Supplied entries:
"""

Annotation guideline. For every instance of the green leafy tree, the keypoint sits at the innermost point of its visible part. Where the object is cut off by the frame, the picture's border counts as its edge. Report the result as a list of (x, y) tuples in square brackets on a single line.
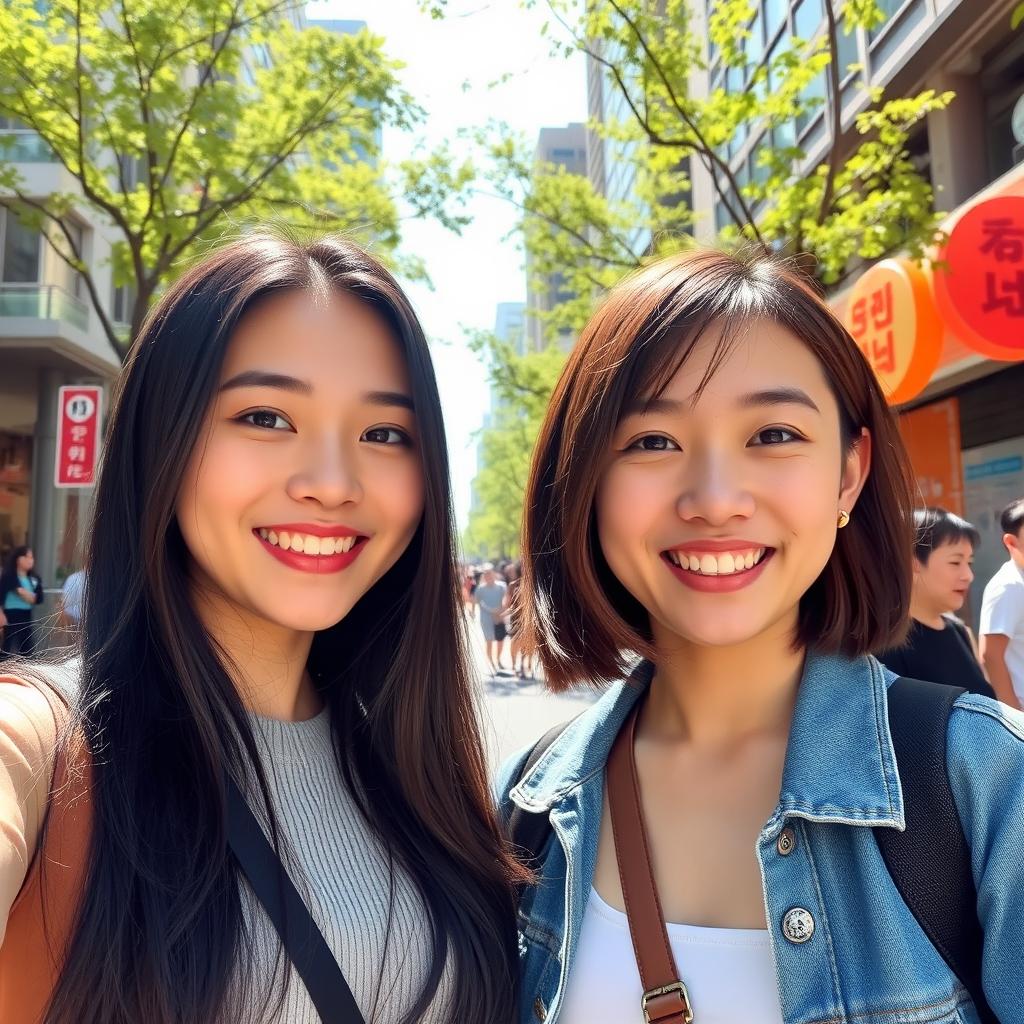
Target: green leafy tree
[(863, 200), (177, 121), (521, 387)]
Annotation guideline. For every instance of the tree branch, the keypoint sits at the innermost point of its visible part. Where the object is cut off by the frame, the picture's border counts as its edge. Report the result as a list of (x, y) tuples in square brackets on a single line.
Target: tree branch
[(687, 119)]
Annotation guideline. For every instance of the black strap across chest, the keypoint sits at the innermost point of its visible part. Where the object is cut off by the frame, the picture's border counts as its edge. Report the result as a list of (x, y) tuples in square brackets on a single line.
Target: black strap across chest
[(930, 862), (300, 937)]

"""
"""

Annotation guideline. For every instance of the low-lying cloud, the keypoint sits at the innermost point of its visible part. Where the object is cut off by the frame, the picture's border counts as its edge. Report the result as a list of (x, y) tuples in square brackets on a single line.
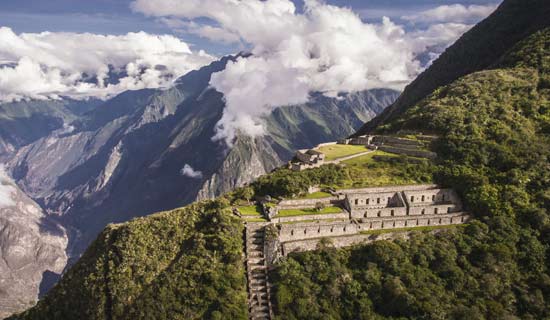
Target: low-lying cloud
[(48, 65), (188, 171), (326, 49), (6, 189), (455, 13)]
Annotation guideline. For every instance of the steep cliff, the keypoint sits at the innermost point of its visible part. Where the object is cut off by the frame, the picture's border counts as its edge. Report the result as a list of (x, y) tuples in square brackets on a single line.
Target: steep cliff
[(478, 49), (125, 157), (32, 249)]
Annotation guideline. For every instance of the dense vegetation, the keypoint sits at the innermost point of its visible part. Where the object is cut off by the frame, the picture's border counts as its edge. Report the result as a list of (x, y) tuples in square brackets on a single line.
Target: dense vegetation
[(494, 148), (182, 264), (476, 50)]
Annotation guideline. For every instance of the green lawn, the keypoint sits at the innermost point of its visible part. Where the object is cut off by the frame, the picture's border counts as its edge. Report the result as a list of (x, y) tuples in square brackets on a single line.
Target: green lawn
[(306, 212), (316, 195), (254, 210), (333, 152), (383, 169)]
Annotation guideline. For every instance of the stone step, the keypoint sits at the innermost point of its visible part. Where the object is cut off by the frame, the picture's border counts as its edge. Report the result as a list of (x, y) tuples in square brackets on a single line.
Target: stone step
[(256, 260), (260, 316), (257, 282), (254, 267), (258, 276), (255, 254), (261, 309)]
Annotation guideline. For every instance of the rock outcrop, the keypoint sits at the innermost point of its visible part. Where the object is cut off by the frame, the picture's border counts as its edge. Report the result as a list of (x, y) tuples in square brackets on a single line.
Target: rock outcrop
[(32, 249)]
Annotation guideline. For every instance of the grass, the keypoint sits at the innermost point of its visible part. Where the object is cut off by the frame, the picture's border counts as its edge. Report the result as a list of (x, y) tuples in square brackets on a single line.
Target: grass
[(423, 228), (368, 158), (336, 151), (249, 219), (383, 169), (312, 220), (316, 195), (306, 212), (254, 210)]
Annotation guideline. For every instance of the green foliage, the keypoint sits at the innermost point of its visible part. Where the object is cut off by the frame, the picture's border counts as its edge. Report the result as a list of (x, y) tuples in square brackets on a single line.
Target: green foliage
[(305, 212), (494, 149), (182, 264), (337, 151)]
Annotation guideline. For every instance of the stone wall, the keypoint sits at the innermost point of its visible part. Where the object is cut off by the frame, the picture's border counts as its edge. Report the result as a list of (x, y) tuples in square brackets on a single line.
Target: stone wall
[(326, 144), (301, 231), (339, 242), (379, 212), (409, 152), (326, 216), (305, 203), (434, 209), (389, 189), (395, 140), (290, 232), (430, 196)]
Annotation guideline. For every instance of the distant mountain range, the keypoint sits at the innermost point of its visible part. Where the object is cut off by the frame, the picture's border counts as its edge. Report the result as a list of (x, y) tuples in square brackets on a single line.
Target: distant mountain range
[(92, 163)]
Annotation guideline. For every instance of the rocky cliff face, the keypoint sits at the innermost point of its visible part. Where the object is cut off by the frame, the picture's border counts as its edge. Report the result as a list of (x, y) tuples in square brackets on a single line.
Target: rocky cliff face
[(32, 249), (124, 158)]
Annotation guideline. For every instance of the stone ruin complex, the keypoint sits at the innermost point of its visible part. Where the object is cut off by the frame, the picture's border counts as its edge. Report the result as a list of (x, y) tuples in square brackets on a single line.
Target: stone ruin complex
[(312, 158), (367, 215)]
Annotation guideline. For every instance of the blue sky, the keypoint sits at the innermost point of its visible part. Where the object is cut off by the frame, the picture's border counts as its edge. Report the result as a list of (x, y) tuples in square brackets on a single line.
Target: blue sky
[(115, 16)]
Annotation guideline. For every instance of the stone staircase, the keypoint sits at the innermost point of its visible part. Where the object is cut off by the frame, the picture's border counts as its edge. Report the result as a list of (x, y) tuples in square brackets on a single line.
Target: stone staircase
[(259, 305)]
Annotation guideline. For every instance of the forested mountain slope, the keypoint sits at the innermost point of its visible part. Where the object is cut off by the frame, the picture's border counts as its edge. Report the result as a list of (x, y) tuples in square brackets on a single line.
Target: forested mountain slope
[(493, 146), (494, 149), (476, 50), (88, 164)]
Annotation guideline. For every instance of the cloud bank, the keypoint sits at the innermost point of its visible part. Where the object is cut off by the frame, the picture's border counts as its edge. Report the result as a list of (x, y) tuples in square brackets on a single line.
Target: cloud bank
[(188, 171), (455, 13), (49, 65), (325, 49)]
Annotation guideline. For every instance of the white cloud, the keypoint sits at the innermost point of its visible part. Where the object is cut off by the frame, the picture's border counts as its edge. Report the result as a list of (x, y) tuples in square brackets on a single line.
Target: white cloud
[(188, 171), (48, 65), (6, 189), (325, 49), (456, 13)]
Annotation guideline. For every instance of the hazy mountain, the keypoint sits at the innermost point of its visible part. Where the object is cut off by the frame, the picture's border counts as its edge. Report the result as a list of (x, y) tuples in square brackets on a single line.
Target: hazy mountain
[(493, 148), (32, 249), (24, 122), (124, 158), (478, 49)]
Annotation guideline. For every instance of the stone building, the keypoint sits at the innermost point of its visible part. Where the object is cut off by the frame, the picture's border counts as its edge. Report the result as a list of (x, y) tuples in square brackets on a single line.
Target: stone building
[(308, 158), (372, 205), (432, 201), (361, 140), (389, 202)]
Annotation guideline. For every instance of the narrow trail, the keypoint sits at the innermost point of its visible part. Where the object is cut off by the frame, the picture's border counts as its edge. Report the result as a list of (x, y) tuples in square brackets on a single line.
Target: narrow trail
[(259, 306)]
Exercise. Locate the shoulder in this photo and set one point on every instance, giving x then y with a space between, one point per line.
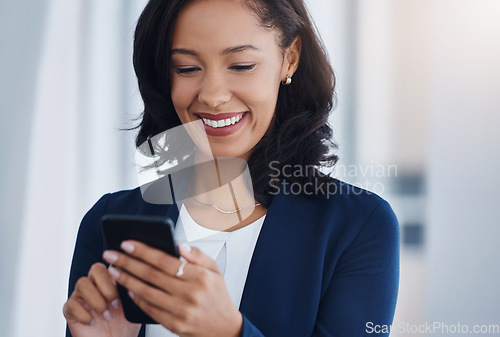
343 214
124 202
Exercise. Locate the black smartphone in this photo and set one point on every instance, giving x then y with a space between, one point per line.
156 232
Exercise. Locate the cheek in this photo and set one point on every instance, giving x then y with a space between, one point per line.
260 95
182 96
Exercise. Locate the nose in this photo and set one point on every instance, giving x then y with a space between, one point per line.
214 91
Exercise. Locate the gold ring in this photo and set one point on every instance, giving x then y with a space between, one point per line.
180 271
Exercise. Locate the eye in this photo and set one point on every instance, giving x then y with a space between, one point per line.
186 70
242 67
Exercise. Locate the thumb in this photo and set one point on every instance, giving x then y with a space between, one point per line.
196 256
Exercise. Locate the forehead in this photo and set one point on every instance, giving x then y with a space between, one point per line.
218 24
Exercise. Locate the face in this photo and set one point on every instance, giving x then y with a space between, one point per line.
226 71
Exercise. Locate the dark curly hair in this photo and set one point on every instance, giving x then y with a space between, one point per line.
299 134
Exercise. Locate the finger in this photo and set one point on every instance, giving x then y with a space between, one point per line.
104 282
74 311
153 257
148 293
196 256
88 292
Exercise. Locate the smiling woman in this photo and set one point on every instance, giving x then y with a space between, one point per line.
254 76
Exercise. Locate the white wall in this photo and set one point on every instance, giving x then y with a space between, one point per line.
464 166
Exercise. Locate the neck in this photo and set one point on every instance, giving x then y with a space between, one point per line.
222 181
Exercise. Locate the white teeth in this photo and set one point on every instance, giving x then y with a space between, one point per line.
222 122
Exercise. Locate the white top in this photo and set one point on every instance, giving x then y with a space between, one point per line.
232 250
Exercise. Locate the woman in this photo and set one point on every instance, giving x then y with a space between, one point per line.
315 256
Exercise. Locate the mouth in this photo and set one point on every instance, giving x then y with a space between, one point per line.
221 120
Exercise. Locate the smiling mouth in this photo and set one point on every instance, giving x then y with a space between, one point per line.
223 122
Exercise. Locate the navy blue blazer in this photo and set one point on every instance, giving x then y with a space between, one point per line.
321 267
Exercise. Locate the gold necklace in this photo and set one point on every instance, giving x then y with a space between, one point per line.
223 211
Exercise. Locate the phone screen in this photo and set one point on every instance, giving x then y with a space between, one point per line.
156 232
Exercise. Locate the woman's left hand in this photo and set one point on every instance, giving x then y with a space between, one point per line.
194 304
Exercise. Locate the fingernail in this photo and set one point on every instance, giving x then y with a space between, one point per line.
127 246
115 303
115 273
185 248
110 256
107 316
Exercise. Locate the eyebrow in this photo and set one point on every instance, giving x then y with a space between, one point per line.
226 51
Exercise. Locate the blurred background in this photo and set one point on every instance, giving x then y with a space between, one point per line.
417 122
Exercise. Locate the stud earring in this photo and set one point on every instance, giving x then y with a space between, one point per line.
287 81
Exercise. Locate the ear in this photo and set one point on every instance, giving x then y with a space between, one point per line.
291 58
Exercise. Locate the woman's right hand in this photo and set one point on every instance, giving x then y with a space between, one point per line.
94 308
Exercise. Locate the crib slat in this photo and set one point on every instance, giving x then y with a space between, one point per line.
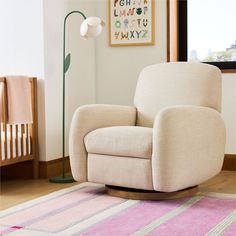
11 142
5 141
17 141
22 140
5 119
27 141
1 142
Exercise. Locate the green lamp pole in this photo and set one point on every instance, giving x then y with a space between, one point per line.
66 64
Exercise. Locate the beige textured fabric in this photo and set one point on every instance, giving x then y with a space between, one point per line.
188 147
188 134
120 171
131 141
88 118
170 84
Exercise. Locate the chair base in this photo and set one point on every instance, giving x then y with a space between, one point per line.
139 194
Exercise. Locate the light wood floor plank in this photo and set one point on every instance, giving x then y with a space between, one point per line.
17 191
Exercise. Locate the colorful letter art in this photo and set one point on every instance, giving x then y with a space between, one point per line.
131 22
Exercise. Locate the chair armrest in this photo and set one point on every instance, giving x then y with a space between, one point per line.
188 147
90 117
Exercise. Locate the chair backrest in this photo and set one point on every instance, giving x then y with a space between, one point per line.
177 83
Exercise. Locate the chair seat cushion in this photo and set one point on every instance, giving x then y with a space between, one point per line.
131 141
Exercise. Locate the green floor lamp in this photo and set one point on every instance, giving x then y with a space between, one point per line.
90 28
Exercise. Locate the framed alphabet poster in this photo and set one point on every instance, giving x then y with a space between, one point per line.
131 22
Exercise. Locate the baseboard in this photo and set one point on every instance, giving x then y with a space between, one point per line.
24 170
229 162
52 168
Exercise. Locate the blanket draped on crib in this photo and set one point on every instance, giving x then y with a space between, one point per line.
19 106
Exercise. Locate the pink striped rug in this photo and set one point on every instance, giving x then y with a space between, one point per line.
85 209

"""
"""

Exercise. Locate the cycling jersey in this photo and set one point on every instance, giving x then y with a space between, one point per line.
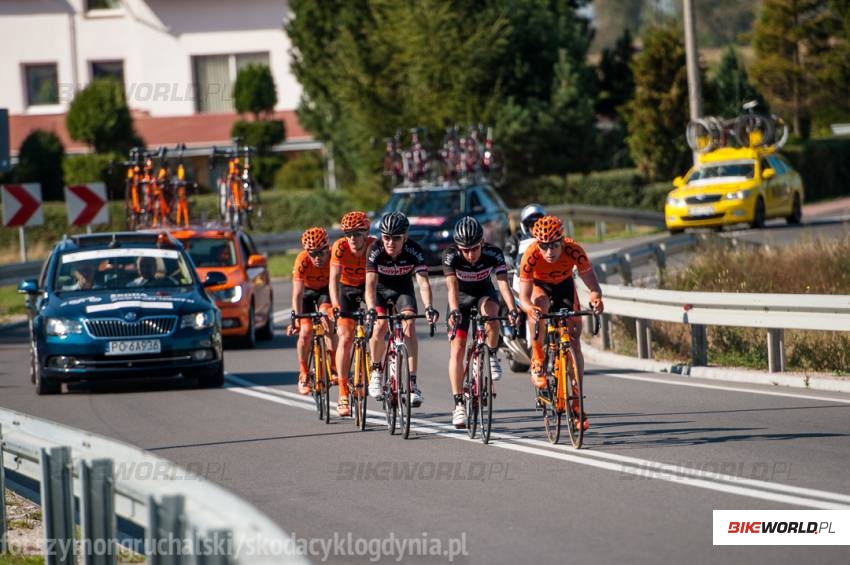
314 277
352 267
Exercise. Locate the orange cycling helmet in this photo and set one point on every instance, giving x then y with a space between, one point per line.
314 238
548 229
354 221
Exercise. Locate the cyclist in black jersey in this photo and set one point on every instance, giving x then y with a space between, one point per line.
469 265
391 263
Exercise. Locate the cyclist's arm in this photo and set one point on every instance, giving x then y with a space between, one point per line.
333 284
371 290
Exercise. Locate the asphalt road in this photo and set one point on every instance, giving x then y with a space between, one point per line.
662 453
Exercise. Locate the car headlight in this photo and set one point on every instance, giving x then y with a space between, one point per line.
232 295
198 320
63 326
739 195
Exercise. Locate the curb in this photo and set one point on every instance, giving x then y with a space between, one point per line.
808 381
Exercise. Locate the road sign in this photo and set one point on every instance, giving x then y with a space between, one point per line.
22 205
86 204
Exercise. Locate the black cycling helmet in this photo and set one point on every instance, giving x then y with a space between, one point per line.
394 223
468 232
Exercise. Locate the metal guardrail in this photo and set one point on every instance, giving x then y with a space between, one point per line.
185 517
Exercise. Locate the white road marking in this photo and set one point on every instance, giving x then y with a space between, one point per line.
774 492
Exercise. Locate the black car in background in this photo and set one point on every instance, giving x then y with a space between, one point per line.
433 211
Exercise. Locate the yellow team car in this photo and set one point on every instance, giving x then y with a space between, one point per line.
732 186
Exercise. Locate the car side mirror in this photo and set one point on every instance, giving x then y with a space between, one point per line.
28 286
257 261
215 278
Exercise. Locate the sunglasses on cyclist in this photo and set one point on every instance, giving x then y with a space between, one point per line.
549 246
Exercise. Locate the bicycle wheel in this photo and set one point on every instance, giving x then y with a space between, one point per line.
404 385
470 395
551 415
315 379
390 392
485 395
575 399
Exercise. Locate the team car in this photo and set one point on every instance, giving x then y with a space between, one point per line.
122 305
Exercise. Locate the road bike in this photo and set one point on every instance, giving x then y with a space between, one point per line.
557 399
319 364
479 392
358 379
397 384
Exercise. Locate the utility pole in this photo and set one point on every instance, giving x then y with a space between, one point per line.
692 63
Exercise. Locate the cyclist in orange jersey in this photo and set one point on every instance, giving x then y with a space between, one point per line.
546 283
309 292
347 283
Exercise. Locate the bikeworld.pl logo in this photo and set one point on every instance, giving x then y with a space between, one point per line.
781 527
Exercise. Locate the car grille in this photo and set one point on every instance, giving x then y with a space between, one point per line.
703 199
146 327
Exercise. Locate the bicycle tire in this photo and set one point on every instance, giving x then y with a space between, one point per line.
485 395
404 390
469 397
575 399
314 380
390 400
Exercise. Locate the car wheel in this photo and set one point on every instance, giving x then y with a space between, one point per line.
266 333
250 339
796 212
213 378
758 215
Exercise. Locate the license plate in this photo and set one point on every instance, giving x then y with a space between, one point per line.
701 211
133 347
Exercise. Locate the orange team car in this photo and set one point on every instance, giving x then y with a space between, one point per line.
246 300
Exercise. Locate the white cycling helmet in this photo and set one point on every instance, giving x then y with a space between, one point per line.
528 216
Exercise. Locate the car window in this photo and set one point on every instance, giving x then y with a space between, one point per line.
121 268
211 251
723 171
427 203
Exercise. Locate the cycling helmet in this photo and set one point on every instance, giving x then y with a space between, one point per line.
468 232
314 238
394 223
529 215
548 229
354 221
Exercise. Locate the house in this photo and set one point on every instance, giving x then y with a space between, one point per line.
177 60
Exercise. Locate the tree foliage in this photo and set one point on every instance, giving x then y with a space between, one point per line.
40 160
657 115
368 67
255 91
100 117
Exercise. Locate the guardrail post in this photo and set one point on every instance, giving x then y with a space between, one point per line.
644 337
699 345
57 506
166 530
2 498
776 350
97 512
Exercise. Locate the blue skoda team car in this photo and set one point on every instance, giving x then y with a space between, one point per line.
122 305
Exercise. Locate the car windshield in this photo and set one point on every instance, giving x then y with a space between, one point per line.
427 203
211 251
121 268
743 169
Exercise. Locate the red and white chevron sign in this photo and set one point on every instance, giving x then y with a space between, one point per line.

"""

Task to carry out:
From the listing above, return the lines starting at the one with "Target: blue sky" and ending at the one with "stone staircase, the", both kept, exactly as they appear and nothing more.

Final answer:
Target: blue sky
[(115, 16)]
Annotation guideline. For every instance of the stone staircase, the keypoint sits at the innermost point of its visible part. Where the object is cut off by the frame, the picture's border counts as its edge. Report the result as a list of (x, y) tuples in square brackets on a single line.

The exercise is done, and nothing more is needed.